[Problem statement]: Put the lines of the data below into a JSON list of strings, one string per line, starting with the line that contains "Place one point per instance of the blurred" and continuing through the end of the data. Leave out blank lines and the pictures.
--- begin Material to process ---
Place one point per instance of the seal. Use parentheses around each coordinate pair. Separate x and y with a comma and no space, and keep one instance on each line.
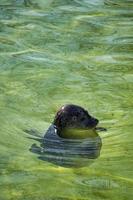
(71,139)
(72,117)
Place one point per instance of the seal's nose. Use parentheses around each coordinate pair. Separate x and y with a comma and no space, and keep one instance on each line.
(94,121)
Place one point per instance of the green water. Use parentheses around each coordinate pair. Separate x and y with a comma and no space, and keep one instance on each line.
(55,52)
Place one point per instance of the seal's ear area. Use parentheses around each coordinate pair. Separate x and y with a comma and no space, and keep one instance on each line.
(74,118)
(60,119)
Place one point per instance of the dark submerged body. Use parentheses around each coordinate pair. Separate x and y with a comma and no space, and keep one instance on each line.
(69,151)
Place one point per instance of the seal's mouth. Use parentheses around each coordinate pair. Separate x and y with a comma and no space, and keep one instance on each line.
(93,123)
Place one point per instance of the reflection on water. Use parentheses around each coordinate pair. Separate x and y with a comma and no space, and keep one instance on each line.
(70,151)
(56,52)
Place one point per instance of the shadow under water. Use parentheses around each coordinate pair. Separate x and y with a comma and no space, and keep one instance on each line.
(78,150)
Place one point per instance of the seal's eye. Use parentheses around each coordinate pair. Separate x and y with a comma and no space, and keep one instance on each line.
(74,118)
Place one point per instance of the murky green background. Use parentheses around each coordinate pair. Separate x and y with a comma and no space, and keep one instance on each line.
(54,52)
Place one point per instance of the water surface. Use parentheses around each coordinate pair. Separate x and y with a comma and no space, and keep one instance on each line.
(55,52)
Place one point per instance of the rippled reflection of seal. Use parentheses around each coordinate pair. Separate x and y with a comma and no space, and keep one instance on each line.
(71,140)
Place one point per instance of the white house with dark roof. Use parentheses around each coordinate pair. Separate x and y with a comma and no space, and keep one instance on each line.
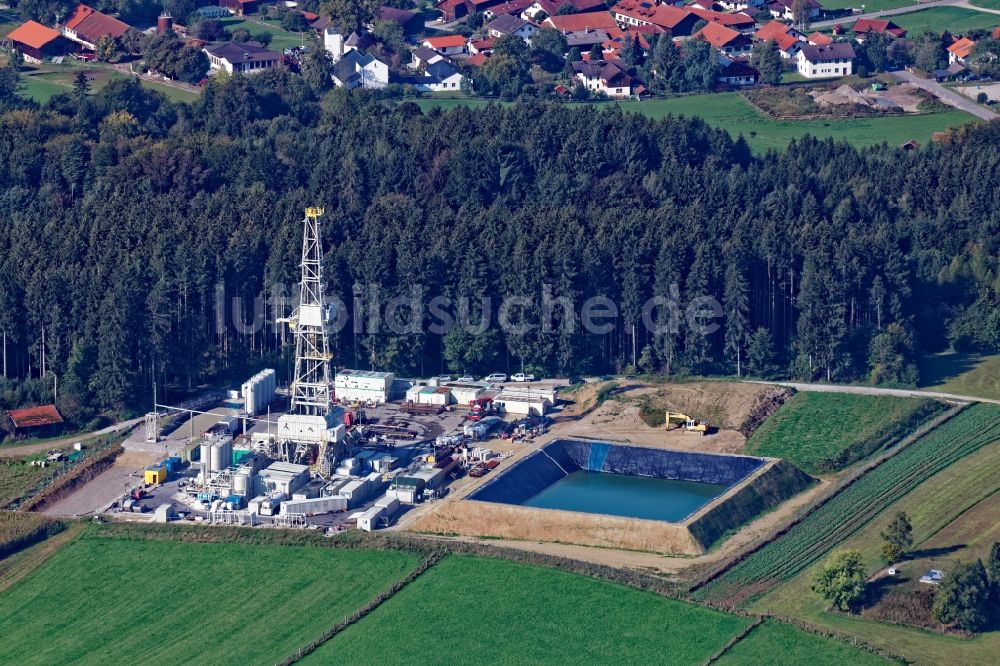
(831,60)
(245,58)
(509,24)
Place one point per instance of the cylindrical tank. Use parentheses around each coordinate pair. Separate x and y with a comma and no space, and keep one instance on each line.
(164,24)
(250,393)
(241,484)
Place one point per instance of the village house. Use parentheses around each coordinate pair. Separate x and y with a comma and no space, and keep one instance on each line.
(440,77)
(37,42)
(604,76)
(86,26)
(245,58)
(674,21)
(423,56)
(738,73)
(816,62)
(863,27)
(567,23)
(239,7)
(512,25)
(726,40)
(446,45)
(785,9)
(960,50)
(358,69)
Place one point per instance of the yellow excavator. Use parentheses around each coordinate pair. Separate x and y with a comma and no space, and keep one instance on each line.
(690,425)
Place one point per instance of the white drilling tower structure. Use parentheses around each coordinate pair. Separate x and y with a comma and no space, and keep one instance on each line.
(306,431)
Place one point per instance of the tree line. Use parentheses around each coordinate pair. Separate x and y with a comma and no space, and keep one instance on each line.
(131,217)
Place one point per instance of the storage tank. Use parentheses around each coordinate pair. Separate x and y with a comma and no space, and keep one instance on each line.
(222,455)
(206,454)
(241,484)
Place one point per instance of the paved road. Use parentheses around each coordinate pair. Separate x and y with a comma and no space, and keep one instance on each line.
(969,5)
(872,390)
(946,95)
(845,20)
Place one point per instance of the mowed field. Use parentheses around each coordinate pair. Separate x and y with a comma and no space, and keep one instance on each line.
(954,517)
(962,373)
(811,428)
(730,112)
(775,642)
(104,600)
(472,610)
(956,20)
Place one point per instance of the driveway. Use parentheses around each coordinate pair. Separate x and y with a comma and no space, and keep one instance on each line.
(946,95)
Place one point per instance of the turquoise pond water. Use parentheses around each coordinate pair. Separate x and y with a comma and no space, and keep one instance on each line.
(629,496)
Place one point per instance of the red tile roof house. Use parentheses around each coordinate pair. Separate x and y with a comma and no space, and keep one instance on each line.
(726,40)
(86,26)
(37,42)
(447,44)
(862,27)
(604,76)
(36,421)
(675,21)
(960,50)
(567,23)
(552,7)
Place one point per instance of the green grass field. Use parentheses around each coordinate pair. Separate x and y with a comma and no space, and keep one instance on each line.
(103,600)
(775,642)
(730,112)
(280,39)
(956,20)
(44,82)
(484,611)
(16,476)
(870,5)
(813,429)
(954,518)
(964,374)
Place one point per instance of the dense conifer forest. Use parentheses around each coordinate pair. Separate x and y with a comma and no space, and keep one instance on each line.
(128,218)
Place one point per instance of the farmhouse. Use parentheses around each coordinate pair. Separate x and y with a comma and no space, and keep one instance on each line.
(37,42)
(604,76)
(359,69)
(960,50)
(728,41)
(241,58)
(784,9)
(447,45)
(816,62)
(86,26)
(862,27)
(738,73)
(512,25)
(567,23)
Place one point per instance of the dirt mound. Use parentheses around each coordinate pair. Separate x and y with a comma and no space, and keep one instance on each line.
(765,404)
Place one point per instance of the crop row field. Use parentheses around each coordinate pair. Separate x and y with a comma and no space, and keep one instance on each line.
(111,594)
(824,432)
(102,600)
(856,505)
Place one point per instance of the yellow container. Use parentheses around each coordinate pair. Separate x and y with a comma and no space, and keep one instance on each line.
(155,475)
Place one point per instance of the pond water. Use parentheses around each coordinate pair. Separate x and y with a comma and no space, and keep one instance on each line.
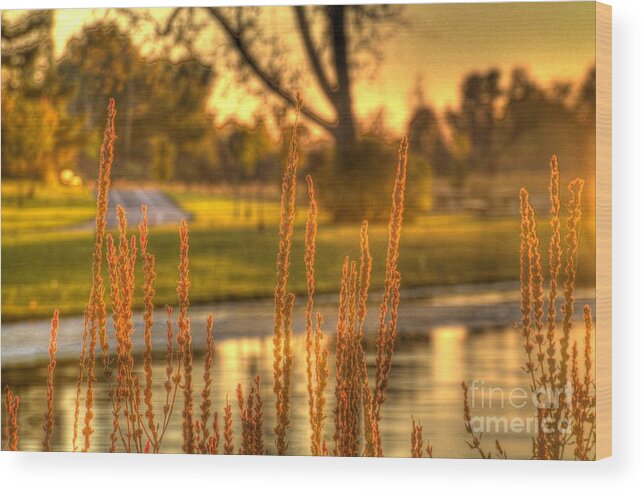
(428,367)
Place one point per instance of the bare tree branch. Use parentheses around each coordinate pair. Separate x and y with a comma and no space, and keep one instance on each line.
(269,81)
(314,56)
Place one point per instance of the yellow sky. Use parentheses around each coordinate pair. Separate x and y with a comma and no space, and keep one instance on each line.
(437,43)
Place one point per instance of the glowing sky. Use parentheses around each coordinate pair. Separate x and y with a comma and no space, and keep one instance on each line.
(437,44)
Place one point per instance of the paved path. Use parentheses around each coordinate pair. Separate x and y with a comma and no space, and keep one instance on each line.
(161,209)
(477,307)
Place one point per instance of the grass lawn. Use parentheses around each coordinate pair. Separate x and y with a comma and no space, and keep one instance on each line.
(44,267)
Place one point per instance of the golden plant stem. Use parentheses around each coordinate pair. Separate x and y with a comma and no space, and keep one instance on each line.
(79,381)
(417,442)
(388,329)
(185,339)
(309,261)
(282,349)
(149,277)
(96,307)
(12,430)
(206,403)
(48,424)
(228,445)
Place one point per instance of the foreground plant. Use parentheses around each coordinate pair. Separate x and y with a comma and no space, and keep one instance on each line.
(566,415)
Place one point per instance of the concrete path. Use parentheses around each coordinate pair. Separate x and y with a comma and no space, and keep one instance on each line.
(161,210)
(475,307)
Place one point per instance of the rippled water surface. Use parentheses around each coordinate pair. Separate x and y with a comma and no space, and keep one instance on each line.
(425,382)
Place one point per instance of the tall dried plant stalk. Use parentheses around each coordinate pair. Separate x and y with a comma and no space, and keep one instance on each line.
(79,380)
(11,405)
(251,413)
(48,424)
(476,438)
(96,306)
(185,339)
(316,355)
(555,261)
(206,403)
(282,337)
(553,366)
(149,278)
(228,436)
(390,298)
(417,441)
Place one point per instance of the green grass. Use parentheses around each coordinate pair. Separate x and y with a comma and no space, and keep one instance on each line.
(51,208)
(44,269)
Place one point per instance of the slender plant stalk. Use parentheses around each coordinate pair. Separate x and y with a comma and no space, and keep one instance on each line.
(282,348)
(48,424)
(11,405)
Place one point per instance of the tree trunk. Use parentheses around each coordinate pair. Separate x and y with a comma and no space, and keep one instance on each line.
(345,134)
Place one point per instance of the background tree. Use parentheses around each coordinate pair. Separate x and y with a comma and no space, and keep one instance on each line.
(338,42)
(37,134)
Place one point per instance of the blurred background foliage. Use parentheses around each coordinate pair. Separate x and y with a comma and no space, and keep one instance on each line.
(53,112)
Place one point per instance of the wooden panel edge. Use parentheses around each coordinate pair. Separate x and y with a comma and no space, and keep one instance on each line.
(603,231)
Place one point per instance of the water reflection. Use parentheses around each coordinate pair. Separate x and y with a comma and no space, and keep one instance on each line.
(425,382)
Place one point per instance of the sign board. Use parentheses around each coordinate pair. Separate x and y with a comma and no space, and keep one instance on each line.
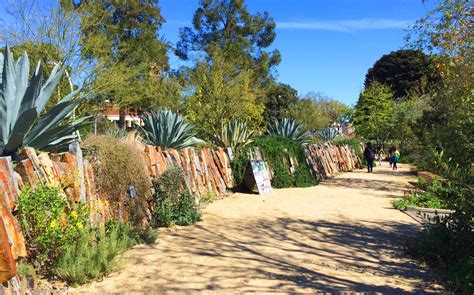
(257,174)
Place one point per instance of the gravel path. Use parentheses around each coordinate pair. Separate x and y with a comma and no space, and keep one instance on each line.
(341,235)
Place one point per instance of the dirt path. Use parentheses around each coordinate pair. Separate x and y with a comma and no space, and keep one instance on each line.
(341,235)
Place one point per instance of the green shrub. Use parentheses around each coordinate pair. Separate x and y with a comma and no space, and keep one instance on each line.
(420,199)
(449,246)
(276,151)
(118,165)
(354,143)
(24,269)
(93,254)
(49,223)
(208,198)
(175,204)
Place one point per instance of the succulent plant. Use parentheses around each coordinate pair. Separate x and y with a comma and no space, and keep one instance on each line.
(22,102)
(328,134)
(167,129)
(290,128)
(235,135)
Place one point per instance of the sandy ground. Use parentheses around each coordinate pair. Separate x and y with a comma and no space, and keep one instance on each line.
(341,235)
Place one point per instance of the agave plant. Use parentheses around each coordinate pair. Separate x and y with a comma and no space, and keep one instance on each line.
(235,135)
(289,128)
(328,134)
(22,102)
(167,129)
--- end Material to process ---
[Response below]:
[
  "Place one point per instance of the blurred background foliage. Use parentheses around each coordinate pair. Separate x and y with a comma and no space, and keep one instance on each line.",
  "(53,112)",
  "Place one point per instance of the wooden panel edge. Use parentheses around each coordinate pair. Separate x and y with a comma and no space, and keep one instance on each line.",
  "(603,231)",
  "Place one point per instance of the water reflection. Use parentheses around each coordinate pair. Separate x and y with a comma and no space, and keep one instance on each line.",
  "(425,382)",
  "Place one point per instance of the sign board. Use parentheses around each coordinate pair. Separate x and y with a comma and no space, and keep one instance on each line.",
  "(257,174)",
  "Place one point per instance of the gravel path. Use parentheses around each coordinate pair. Separate x and y with a comma and no space, and keep one instance on each line.",
  "(341,235)",
  "Place one point per instance of the dirt path. Use parentheses around each coordinate pair. Separate x and y with a comma and no space, and keep one instance on each line.",
  "(341,235)",
  "Place one point per instance of the green shrub. Use parentheses around each coordinate pair. Separate x and y with a comma and no space, and keep one instance on each line.",
  "(420,199)",
  "(449,246)",
  "(276,151)",
  "(118,165)",
  "(354,143)",
  "(24,269)",
  "(93,254)",
  "(49,223)",
  "(208,198)",
  "(175,204)",
  "Place one point per instance of the succulent plant. Use parentheses around each coordinate pair. Separate x and y with a comma and no space, and keep one instance on each line.",
  "(22,102)",
  "(328,134)",
  "(167,129)",
  "(290,128)",
  "(235,135)",
  "Place one point per instance of the sandy ground. Use parentheses around each coordinate pair. Separate x and y with a comma and no space, and keep one instance on each line.",
  "(341,235)",
  "Place one point per instance of the agave plant. Use parentheses around each coordinate pair. Separate x and y with a comma and no space, and keep one instance on each line.",
  "(235,135)",
  "(289,128)",
  "(328,134)",
  "(22,102)",
  "(167,129)"
]